# Playback failed. No audio/video packets received from server



## MyDTV (Mar 21, 2012)

Until recently, my system has consisted of a HR34 Genie, several HR24's and a Samsung SmartTV setup as an RVU client. I have a SWIM16 switch and a CCK that is connected to my SWIM switch and to my home network via Ethernet. My Samsung SmartTV is connected via Ethernet to my home network, and in this setup the Samsung RVU client can playback recoded content that resides on the HR34 and my HR24's without any problem.

Recently I added 2 newer Samsung SmartTV's and set them up as RVU clients. Both are connected via Ethernet and both have the most recent firmware update installed. On these RVU clients, I can playback recorded content that resides on my HR34 fine, but when I try to playback recorded content from an HR24, the playback will start in a minimized PIP in the upper left corner of the screen. I can see the video and hear audio, but it never goes to full screen and after about 20 seconds, playback stops and the message comes up saying ----- Playback failed. No audio/video packets received from server. Just to troubleshoot, I have tried changing the connection to coax from the SWIM to a DECA/Ethernet connection, but I still get the same result and error message.

Its weird that this works fine on the older Samsung TV, but not on the newer ones. I have double checked and no newer firmware is currently available. Perhaps its just some issue with the current firmware on the newer Samsung models?

Appreciate any tips or suggestions on other things to check or try that might help resolve the issue.


----------



## peds48 (Jan 11, 2008)

Have you tried resetting the HR34 and HR24?


----------



## dennisj00 (Sep 27, 2007)

MyDTV said:


> Until recently, my system has consisted of a HR34 Genie, several HR24's and a Samsung SmartTV setup as an RVU client. I have a SWIM16 switch and a CCK that is connected to my SWIM switch and to my home network via Ethernet. My Samsung SmartTV is connected via Ethernet to my home network, and in this setup the Samsung RVU client can playback recoded content that resides on the HR34 and my HR24's without any problem.
> 
> Recently I added 2 newer Samsung SmartTV's and set them up as RVU clients. Both are connected via Ethernet and both have the most recent firmware update installed. On these RVU clients, I can playback recorded content that resides on my HR34 fine, but when I try to playback recorded content from an HR24, the playback will start in a minimized PIP in the upper left corner of the screen. I can see the video and hear audio, but it never goes to full screen and after about 20 seconds, playback stops and the message comes up saying ----- Playback failed. No audio/video packets received from server. Just to troubleshoot, I have tried changing the connection to coax from the SWIM to a DECA/Ethernet connection, but I still get the same result and error message.
> 
> ...


Can the 34 play programs from the 24s? If so, I'd suspect the RVU software on the new TVs - particularly when connected via DECA to the coax.


----------



## MyDTV (Mar 21, 2012)

Yes I have tried resetting both the HR34 and 24's, also power cycled the CCK but unfortunately no change in behavior. I did check tonight and the 34 can play programs from the 24s fine. Does anyone know if there is a way to roll back firmware on the SamsungTV? When I bought these and powered them on for the first time, both wanted to update the firmware and I did so. I am wondering if maybe a previous version of firmware might solve this issue.


----------

Recorded data
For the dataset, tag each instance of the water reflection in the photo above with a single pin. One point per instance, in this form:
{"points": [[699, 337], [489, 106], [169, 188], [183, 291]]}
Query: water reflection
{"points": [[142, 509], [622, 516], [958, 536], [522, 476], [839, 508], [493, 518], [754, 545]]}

To-do list
(A) In the RVU playback thread, about how long does playback from an HR24 run on the newer Samsung TVs before it stops?
(B) Write out, word for word, the stretch of the RVU playback thread from "Its weird that" through "(Jan 11, 2008)".
The data shown above is separate material, apart from the RVU playback thread.

Task-by-task solutions
(A) About 20 seconds.

(B)
Its weird that this works fine on the older Samsung TV, but not on the newer ones. I have double checked and no newer firmware is currently available. Perhaps its just some issue with the current firmware on the newer Samsung models?

Appreciate any tips or suggestions on other things to check or try that might help resolve the issue.


----------



## peds48 (Jan 11, 2008)